■ READING TEXT ■
+-------+

Port application-specific metrics from ganglia to prometheus
Open, NormalPublic

Description

Machine-level metrics are covered in prometheus by node_exporter (tracked in T140646) though we also have application-specific metrics deployed in ganglia.
For prometheus to be a viable replacement for ganglia we'd have to have at least the same metrics (if not better) in prometheus too.

See also https://wikitech.wikimedia.org/wiki/Prometheus#Replacing_Ganglia for a list of ganglia plugins we are currently deploying. I'm listing below the ones I think are more important/urgent to have:

  • varnish
  • gdnsd
  • apache
  • vhtcpd
  • hhvm
  • memcache
  • redis
  • postgresql

The list of rrds updated in the last 30d in P4571 and their current status.

  • fundraising-related stats for misc queues and donations T152562
  • cirrussearch slow log rate, in graphite via logstash
  • apache mod_socache_shmcb stats, we don't seem to use mod_socache anyway
  • elasticsearch stats, afaict those are in graphite already
  • exim, can be done with diamond/graphite or in prometheus via node_exporter
  • jenkins TODO? some stats might be already in graphite
  • kafka, in graphite
  • varnishkafka, in graphite
  • osm sync lag from /srv/osmosis/state.txt
  • powerdns, in graphite via diamond
Restricted Application added a subscriber: Aklapper. · View Herald TranscriptSep 14 2016, 4:24 PM

Change 310557 had a related patch set uploaded (by Filippo Giunchedi):
prometheus: add varnish_exporter

https://gerrit.wikimedia.org/r/310557

elukey added a subscriber: elukey.Sep 14 2016, 5:50 PM
fgiunchedi changed the title from "port application-specific metrics from ganglia to prometheus" to "Port application-specific metrics from ganglia to prometheus".Oct 5 2016, 1:51 PM
fgiunchedi triaged this task as "Normal" priority.

Change 310557 merged by Filippo Giunchedi:
prometheus: add varnish_exporter

https://gerrit.wikimedia.org/r/310557

elukey edited the task description. (Show Details)Oct 19 2016, 12:58 PM
fgiunchedi added a comment.EditedDec 6 2016, 12:08 AM

I went over the ganglia rrds updated in the last 30d in P4571 and audited their origin and what to do, see task description.

+-------+

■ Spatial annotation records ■
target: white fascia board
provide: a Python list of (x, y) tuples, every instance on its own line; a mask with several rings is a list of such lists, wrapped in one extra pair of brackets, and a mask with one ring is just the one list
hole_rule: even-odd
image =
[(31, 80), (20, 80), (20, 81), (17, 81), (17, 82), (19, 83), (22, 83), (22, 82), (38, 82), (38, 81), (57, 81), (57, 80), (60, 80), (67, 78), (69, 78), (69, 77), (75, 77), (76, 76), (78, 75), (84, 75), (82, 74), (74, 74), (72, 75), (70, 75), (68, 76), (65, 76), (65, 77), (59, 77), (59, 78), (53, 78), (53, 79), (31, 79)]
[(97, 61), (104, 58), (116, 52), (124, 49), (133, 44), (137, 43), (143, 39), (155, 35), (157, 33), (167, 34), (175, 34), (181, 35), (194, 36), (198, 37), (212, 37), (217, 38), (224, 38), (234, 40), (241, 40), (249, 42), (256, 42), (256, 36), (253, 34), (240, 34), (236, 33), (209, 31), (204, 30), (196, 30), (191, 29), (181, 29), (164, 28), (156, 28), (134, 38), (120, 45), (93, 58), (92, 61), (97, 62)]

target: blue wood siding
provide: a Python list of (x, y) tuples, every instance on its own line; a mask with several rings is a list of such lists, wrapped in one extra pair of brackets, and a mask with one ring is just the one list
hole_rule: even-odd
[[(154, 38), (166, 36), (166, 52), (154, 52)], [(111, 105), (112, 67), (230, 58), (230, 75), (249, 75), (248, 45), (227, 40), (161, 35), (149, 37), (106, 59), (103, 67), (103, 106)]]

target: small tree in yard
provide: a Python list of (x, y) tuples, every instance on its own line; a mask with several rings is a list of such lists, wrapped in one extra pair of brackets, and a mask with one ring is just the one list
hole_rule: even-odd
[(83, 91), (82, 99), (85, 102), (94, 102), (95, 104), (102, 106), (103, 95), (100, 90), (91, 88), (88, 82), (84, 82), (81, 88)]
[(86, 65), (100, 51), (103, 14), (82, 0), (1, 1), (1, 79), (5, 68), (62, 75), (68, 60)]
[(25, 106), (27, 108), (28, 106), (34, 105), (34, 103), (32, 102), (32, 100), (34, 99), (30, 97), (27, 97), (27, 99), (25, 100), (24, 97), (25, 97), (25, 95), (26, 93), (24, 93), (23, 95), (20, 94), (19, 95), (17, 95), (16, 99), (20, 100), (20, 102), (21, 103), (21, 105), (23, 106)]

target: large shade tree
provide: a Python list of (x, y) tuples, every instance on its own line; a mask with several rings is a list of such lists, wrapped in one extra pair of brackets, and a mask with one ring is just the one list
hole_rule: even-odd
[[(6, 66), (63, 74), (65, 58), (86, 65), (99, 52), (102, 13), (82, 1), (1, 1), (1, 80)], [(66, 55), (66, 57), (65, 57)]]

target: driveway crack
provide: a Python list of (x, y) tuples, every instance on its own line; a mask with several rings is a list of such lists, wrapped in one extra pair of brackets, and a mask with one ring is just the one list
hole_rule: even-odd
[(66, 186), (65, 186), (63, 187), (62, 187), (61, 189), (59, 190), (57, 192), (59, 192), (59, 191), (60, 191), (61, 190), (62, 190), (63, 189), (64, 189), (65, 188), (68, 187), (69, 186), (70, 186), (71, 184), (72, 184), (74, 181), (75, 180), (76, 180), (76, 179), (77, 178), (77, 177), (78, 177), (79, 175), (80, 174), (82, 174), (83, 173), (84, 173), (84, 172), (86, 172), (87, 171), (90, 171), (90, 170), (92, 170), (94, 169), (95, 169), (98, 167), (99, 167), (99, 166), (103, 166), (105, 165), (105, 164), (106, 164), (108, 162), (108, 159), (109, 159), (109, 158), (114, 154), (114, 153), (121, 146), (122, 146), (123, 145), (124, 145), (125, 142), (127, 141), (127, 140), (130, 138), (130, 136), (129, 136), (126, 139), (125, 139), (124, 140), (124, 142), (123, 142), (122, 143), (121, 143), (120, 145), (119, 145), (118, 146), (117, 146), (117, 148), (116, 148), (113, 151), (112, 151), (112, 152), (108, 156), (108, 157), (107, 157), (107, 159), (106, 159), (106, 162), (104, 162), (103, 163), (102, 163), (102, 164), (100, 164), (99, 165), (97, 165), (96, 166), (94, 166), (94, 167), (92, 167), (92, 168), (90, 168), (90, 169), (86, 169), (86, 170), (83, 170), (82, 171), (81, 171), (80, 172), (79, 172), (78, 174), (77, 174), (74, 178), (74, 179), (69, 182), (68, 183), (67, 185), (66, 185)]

+-------+

■ WHAT TO DO ■
In the text about porting metrics from ganglia to prometheus, what does Change 310557 add to prometheus? These items come from a separate source.

■ OUTPUT FOR THIS TASK ■
varnish_exporter